Bar und Bank überfallen: Als ein Gangster in MOPO-Redaktion verhaftet wurde
Er sah sich als „Gangster-Boss“, überfiel auf St. Pauli eine Bar, raubte eine Wilhelmsburger Bank aus und entkam aus „Santa Fu“. Lesen Sie hier die filmreife Geschichte von Martin K. (Name geändert), der sich bei der MOPO stellte.
Nach „Chicago-Manier“ (O-Ton MOPO von 1965) überfiel der 1941 geborene K. am 19. Oktober 1965 die Bar „Inkognito“ auf St. Pauli. Dabei fuchtelte er zusammen mit einem Komplizen mit Schusswaffen herum und schrie: „Hände hoch. Brieftaschen her, sonst knallen wir euch nieder.“
Martin K. erbeutete 510 Mark (255 Euro) und brachte das Geld mit Prostituierten auf dem Kiez durch. Nur drei Tage später stürmte der Räuber mit einem Revolver bewaffnet die Deutsche Bank an der Veringstraße (Wilhelmsburg). Bei diesem Überfall betrug die Beute immerhin 34.400 Mark (17.200 Euro).
Der Bankräuber versteckte sich zunächst in Weltkriegsbunkern in Wilhelmsburg, flüchtete dann erst nach Hannover und später nach Braunschweig. Bundesweit wurde mit Fotos nach ihm gefahndet. Im Braunschweiger Tanzcafé „Melodia“ erkannte eine junge Frau den Bankräuber und rief die Polizei.

Bereitgestellte Einträge
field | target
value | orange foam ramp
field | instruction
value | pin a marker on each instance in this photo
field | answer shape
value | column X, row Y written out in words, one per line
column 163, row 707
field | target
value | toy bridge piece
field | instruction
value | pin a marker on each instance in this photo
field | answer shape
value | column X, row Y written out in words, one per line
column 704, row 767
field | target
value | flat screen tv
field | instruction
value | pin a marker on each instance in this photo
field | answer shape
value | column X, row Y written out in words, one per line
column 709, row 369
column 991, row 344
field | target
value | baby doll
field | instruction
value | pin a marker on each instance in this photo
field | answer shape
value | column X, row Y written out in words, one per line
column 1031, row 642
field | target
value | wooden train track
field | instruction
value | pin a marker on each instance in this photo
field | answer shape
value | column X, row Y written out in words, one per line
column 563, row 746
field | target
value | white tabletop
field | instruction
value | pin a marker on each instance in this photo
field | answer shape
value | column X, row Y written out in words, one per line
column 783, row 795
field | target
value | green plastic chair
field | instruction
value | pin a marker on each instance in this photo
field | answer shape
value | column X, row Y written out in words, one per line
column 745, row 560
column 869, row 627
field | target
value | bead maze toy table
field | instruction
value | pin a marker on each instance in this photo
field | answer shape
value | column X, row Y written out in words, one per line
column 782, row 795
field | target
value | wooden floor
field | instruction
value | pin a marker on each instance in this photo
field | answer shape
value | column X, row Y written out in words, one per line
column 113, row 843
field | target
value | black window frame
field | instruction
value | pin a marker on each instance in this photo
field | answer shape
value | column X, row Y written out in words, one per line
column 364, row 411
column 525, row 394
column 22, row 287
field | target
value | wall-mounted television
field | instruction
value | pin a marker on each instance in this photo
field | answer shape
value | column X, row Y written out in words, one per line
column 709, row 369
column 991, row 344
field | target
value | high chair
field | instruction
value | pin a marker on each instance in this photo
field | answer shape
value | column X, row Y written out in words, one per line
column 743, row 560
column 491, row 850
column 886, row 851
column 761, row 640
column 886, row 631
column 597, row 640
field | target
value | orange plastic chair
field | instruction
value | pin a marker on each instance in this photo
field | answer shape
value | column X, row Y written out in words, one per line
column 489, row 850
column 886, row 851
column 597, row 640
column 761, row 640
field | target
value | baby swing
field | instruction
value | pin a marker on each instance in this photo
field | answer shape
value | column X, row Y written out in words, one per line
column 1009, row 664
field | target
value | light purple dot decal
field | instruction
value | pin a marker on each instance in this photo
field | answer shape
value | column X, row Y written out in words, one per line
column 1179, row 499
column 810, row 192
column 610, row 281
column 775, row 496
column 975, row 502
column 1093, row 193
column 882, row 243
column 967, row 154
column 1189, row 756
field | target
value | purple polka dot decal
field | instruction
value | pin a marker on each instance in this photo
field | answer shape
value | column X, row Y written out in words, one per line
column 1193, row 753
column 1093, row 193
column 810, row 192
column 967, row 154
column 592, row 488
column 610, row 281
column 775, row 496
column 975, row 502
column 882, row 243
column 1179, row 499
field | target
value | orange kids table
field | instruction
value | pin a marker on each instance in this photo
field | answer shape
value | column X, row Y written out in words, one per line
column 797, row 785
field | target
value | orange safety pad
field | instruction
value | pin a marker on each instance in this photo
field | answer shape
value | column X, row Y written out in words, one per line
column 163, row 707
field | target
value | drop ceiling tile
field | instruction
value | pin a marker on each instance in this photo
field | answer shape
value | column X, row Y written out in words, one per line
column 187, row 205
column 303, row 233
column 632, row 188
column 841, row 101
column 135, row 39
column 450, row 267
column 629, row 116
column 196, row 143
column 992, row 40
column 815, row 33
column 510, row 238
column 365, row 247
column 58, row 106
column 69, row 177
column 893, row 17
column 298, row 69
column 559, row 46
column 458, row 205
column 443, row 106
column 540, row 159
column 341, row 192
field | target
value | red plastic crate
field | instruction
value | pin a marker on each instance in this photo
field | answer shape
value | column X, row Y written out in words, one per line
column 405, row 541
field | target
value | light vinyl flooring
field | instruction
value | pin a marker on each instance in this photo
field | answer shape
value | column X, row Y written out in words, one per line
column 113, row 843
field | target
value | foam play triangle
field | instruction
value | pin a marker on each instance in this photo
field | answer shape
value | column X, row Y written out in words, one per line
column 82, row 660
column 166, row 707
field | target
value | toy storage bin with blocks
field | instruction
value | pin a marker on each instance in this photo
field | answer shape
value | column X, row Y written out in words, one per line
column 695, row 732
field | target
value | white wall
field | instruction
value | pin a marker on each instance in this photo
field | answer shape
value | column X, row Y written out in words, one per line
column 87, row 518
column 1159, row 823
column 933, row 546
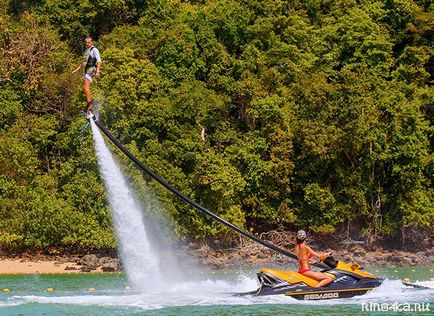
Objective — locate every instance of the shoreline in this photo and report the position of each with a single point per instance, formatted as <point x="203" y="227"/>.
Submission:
<point x="205" y="256"/>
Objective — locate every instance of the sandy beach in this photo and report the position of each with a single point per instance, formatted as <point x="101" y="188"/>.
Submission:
<point x="20" y="266"/>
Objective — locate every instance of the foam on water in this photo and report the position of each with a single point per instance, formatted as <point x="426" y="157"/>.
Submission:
<point x="139" y="261"/>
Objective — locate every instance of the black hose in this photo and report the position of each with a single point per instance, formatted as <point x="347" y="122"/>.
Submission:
<point x="190" y="201"/>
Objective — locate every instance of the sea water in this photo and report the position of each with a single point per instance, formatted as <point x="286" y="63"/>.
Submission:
<point x="211" y="293"/>
<point x="142" y="290"/>
<point x="138" y="258"/>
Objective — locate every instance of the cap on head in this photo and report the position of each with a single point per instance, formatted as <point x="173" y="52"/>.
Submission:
<point x="301" y="235"/>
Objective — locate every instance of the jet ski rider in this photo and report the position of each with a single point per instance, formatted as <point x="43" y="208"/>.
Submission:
<point x="304" y="253"/>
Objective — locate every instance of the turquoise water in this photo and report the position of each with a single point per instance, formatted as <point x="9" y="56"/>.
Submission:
<point x="210" y="293"/>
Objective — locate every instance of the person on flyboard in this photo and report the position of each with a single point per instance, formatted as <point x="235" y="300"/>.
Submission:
<point x="91" y="65"/>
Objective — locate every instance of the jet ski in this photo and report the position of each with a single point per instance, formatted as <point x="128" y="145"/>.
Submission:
<point x="349" y="280"/>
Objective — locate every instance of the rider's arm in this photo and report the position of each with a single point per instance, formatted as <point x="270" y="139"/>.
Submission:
<point x="78" y="68"/>
<point x="97" y="56"/>
<point x="320" y="256"/>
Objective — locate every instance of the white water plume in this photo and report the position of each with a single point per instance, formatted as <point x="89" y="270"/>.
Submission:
<point x="139" y="262"/>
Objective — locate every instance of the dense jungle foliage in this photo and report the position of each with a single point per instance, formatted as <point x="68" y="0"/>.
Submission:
<point x="312" y="114"/>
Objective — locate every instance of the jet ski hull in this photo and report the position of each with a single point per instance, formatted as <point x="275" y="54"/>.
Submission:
<point x="349" y="280"/>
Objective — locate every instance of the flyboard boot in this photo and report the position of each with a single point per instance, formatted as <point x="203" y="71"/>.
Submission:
<point x="87" y="110"/>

Erforderliche Schritte
(a) Nennen Sie alle Geldbeträge samt Währung, die im Artikeltext vorkommen.
(b) Schreiben Sie aus dem Artikeltext den Abschnitt ab, der mit den Worten „Bar und Bank“ beginnt, und enden Sie nach „der MOPO stellte.“.
Verwenden Sie ausschließlich den Artikeltext.

Antworten nach Nummer
(a) 510 Mark; 255 Euro; 34.400 Mark; 17.200 Euro

(b)
Bar und Bank überfallen: Als ein Gangster in MOPO-Redaktion verhaftet wurde
Er sah sich als „Gangster-Boss“, überfiel auf St. Pauli eine Bar, raubte eine Wilhelmsburger Bank aus und entkam aus „Santa Fu“. Lesen Sie hier die filmreife Geschichte von Martin K. (Name geändert), der sich bei der MOPO stellte.